_DO THIS_
Take the line that contains "Definition of the keypoint: for every instance of the hazy" as the first line and the final line of the records as the last; return exactly those lines and the lines between.
[BEGIN DATA FOR THE TASK]
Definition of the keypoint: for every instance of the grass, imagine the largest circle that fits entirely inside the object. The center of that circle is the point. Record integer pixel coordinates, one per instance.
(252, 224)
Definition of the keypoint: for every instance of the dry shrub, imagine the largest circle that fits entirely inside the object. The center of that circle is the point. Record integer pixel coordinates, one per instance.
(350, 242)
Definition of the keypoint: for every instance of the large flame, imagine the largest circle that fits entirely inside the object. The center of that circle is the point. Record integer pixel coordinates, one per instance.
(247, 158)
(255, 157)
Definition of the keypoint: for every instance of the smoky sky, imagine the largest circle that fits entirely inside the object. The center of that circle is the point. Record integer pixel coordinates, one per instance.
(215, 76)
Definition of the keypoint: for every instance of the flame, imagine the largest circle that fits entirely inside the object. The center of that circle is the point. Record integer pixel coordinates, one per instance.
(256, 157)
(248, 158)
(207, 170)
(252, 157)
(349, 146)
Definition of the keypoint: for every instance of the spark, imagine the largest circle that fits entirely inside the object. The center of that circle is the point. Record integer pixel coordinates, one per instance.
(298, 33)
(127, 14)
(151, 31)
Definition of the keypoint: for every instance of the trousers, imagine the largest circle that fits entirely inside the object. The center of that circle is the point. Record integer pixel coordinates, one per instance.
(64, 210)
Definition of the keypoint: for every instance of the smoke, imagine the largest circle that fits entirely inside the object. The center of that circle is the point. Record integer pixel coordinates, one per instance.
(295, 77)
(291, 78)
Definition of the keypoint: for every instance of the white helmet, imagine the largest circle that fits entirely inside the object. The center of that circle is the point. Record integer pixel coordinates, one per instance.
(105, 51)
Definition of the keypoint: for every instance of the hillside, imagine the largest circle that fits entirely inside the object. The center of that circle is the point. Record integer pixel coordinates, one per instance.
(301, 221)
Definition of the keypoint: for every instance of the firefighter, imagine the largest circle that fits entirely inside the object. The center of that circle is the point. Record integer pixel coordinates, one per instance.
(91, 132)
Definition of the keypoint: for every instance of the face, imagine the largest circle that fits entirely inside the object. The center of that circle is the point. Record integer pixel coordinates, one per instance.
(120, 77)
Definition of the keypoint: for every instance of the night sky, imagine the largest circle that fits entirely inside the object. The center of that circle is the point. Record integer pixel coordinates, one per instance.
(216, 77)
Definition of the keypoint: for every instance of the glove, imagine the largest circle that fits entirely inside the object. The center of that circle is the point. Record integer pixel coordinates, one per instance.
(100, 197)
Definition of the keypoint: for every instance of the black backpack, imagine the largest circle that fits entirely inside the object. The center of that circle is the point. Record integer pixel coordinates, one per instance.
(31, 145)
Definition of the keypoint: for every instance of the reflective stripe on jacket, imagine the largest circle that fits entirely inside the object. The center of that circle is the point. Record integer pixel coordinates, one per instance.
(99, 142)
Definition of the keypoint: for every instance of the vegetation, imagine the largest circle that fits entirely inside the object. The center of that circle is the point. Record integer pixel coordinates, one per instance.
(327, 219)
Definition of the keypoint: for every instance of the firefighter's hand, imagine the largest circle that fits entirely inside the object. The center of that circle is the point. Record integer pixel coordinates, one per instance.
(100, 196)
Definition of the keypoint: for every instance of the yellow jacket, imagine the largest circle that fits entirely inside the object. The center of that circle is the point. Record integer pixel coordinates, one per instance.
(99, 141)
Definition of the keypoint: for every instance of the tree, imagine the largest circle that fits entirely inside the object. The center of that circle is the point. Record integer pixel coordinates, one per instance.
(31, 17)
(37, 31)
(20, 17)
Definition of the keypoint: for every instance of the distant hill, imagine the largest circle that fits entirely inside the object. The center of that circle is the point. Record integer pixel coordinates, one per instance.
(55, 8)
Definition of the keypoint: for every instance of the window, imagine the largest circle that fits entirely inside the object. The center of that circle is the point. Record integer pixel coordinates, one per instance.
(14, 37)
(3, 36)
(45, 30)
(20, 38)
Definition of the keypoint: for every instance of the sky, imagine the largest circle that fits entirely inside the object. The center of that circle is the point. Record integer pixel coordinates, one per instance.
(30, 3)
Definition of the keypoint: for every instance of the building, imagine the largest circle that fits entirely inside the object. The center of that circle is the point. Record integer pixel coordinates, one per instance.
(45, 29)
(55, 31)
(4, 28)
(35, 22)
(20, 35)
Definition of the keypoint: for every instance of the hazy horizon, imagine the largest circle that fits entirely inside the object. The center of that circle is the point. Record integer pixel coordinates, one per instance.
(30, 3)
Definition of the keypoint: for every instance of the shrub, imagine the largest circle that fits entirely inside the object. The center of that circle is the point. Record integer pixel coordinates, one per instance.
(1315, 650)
[END DATA FOR THE TASK]
_EXERCISE RESULT_
Definition of the keypoint: for every instance of the hazy horizon, imagine the largest circle that fits entirely inside the object. The center of that circle is the point. Record integer pixel coordinates, one per instance.
(30, 3)
Definition of the keypoint: for every instance of the shrub, imagine the largest circle that fits entirely inside the object. The center of that circle is the point. Record integer pixel coordinates, one per instance.
(1315, 650)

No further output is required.